Data extracted from a collection:

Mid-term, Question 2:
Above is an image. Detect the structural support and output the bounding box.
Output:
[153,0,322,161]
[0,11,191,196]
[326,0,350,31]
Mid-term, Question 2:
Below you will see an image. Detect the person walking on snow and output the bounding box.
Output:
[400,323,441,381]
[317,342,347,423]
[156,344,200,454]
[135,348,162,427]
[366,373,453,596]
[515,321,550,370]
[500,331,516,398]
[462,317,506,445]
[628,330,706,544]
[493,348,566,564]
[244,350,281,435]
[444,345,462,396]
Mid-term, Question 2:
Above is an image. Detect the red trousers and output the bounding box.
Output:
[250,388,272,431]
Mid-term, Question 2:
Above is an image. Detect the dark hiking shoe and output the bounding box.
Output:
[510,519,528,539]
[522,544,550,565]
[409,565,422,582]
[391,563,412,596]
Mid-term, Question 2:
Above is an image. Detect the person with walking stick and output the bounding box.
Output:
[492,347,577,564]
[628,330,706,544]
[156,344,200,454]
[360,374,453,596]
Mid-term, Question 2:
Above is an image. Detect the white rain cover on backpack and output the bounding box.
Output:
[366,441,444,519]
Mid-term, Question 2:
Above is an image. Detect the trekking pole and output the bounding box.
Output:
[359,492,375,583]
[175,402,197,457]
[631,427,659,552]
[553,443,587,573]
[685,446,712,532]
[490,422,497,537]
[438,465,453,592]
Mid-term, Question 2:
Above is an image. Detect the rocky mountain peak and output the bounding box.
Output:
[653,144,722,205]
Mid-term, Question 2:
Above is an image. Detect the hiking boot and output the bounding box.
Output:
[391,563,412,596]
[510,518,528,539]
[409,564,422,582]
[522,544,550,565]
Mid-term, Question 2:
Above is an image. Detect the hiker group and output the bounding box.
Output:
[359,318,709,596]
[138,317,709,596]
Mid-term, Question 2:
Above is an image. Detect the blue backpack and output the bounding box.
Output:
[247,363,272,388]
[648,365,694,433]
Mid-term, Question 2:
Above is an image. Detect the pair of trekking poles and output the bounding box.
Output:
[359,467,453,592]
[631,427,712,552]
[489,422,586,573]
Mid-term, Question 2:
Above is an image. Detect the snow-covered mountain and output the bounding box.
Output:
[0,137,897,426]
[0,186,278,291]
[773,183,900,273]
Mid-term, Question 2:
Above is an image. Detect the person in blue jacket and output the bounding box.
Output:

## What you will do
Which lines in the entries above contain the word "hiking"? Select each of them and copy it out in full.

## Task response
Above is an image. Detect the dark hiking shoe and output the bounding box.
Above is an image. Detect the hiking boot and output the bounding box.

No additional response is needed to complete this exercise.